Reproduce in full the rows starting at the one containing "awning with a single point, one per instance." and ending at the last row, multiplying every point coordinate in the answers by 2.55 and rounding each result to a whole number, with halves rounded up.

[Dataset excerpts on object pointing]
***

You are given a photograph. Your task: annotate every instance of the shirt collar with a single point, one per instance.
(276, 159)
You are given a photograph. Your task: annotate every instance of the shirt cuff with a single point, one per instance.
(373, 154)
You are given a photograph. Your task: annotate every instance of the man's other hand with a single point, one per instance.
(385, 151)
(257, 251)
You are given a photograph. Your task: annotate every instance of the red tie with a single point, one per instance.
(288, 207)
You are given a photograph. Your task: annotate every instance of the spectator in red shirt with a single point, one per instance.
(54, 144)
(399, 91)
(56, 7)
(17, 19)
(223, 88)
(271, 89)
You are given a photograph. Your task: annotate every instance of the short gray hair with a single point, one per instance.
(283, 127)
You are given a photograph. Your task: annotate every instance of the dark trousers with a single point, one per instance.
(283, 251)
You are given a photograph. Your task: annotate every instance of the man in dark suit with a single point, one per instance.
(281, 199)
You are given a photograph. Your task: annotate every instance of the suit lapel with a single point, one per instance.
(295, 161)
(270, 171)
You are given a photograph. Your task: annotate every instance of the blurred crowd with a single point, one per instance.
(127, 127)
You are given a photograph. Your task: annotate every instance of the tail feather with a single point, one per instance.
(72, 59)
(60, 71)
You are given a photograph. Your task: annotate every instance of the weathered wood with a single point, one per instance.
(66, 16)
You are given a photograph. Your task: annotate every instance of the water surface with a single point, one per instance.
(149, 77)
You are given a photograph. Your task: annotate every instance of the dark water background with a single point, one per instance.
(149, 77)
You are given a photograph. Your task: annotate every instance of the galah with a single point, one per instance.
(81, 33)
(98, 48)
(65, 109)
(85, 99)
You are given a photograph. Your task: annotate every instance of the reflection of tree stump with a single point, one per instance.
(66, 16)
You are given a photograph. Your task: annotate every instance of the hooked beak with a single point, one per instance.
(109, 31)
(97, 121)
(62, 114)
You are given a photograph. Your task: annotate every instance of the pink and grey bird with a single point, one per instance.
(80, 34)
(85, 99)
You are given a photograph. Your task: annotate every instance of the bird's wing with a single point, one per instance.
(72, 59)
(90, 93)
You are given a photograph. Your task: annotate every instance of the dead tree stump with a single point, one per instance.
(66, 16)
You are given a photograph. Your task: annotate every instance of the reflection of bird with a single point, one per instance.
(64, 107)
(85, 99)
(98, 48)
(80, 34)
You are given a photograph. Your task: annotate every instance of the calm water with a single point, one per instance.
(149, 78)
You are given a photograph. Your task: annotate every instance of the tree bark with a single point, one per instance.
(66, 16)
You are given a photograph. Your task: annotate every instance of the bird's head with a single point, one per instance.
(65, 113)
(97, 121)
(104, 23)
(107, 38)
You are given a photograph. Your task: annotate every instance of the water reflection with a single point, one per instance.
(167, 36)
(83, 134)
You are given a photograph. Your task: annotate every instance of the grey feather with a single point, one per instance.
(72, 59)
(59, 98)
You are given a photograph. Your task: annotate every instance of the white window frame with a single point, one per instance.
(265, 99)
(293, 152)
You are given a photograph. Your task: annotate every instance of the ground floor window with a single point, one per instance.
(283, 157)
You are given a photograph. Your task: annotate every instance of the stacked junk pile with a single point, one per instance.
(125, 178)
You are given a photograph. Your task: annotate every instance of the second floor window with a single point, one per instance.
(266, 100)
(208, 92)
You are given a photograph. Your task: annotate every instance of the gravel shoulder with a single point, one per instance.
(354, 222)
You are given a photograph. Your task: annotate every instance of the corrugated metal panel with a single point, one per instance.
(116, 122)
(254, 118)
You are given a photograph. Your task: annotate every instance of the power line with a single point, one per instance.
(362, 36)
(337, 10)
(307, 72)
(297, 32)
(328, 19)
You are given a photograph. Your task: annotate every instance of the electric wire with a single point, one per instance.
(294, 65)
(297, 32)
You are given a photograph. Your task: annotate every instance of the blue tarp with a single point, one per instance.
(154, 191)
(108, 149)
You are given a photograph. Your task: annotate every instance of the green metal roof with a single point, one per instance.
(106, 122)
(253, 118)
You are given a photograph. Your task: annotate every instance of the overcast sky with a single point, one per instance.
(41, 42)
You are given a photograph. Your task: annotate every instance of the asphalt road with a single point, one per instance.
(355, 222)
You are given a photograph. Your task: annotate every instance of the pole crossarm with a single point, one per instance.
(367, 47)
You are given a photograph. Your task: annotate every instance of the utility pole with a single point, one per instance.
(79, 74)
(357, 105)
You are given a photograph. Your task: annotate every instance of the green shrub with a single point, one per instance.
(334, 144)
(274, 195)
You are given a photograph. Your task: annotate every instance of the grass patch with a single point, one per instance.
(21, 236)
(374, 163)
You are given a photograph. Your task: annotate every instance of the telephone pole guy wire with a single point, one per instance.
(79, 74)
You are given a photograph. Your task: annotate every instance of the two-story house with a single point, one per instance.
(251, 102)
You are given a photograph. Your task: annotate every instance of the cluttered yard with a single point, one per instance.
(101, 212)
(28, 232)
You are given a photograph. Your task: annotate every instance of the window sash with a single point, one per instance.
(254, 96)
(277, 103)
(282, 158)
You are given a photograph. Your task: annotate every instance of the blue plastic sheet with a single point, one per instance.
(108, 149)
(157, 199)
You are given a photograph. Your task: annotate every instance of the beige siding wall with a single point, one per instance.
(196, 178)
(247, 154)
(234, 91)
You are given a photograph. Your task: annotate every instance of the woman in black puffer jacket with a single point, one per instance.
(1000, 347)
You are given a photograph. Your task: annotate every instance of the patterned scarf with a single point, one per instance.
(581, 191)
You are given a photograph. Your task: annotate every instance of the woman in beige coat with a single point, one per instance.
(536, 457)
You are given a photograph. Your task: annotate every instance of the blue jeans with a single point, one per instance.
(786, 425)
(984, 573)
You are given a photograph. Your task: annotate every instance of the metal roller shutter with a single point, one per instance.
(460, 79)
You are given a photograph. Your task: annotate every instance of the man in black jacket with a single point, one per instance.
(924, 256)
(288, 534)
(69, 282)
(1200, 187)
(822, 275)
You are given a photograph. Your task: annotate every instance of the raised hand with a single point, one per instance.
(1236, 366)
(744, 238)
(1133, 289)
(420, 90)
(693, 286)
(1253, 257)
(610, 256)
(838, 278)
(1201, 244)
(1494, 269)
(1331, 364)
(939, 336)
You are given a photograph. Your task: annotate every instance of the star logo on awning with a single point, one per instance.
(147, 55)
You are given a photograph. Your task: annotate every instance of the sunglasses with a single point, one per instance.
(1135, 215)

***

# [Task answer]
You are given a photograph. Your task: annotate every instance of the star logo on awning with a single point, one per instance.
(375, 140)
You are given a photograph. Your task: annotate every instance of the sunglasses with a single point, one per instance.
(2894, 548)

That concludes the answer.